===== ZITIERTER TEXTAUSZUG

Auch wenn der Leser so manches Mal kopfschüttelnd über die Naivität der Protagonisten staunt, amüsiert lachen muss und sich im nächsten Moment respektvoll vor der Willensstärke der Frauen innerlich verneigt, so ist das Buch durchaus ein Beweis dafür, was sich innerhalb nur weniger Generationen selbstbewusst verändern kann und wie die politischen und privaten Umstände wirken. Es sind zudem starke Mächte am Werk: Liebe, Politik und Religion.

Hin und her gerissen zwischen zwei vollkommen unterschiedlichen Kulturen, sind die abendländische und sprachliche Prägung und das kulturelle Gedächtnis der Großmutter Elisabeth Wolff die Felsen in ihrer Lebensbrandung. Sie ist und bleibt ihrer Heimat Deutschland zeitlebens fest verbunden und ist dennoch getrieben von der Neugierde zum anderen, zum Orient. Je weiter es in den Generationen voran geht, um mehr verwischen sich die Konturen und eine etwas eigentümlich, manchmal auch kuriose vermischte Prägung ergibt sich. Die kleine Geschichte über das Weihnachtsfest steht dafür und ist im Buch amüsant beschrieben.

==========
===== DIE DATEN

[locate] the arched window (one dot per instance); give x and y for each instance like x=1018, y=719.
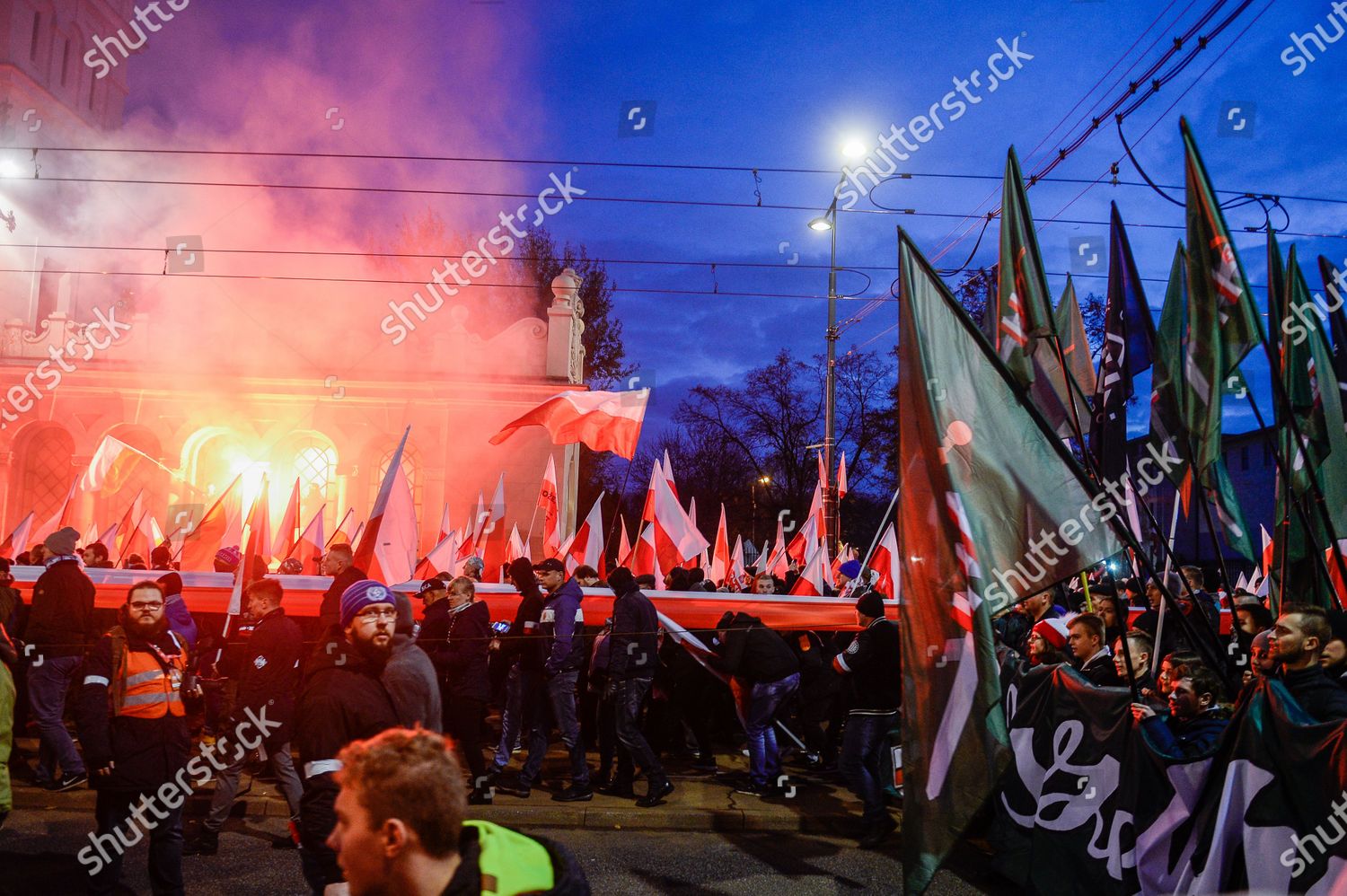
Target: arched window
x=45, y=472
x=315, y=465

==========

AUFGABENSTELLUNG: Erklären Sie in ein bis drei Sätzen, wofür laut der Buchbesprechung die kleine Geschichte über das Weihnachtsfest steht. Maßgeblich ist allein die Buchbesprechung.

LÖSUNG: Die Geschichte über das Weihnachtsfest steht dafür, dass die Konturen mit jeder weiteren Generation stärker verwischen. Dadurch entsteht eine etwas eigentümliche, manchmal auch kuriose vermischte Prägung. Im Buch ist diese Geschichte amüsant beschrieben.